TASK DESCRIPTION
Count how many lines in the entries below contain the string "Target", with case mattering, and give only the number.

======== DATA SHOWN ========

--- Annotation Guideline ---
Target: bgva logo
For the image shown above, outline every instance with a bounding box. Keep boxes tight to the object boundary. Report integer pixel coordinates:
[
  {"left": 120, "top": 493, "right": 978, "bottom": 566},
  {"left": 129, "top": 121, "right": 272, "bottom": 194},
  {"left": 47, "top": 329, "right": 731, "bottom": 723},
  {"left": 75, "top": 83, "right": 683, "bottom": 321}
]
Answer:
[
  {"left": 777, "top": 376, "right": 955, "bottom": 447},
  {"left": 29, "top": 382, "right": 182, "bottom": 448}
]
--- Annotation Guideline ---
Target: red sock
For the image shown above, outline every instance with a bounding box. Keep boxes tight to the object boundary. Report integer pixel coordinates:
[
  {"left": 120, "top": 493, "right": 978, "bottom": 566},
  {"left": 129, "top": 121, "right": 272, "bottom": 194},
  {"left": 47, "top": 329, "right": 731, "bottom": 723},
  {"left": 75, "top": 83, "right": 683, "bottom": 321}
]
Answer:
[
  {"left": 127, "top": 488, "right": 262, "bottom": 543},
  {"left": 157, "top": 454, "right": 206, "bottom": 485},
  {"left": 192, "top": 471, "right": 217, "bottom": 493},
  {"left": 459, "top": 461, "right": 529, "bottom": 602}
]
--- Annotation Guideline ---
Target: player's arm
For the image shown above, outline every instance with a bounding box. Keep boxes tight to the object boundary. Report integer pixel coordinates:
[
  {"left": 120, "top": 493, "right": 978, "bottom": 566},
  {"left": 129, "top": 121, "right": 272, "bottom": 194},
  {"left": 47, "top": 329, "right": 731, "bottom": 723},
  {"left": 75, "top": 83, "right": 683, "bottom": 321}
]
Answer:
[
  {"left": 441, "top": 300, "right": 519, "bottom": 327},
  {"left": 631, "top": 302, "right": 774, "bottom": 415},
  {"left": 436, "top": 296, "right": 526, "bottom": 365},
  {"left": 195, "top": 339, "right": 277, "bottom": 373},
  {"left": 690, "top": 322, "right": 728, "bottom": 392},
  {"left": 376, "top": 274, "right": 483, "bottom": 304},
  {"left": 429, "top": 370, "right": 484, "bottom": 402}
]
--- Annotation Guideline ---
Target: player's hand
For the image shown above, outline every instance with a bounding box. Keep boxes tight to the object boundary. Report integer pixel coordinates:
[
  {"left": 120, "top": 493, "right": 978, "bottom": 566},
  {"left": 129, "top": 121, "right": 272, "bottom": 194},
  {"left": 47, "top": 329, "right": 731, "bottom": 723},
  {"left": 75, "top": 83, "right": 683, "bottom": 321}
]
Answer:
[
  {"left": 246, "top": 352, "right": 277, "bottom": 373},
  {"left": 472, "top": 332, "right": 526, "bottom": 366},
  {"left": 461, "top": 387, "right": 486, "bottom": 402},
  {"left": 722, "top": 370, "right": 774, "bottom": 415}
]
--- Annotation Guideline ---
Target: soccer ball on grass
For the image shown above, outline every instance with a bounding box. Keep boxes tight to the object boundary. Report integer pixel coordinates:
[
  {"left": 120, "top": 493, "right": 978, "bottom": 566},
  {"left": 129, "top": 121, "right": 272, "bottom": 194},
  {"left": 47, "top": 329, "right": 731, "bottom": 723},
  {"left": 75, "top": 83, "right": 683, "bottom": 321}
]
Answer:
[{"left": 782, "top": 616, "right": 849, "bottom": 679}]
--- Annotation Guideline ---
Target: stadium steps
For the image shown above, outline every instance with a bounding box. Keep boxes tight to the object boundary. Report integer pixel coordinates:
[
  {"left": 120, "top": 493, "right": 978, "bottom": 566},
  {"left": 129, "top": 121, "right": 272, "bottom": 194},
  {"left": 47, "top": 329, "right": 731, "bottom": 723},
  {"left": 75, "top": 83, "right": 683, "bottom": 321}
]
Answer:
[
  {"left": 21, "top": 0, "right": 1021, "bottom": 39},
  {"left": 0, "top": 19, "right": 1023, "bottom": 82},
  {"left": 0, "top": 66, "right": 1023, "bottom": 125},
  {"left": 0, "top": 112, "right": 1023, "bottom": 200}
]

========

SOLUTION
6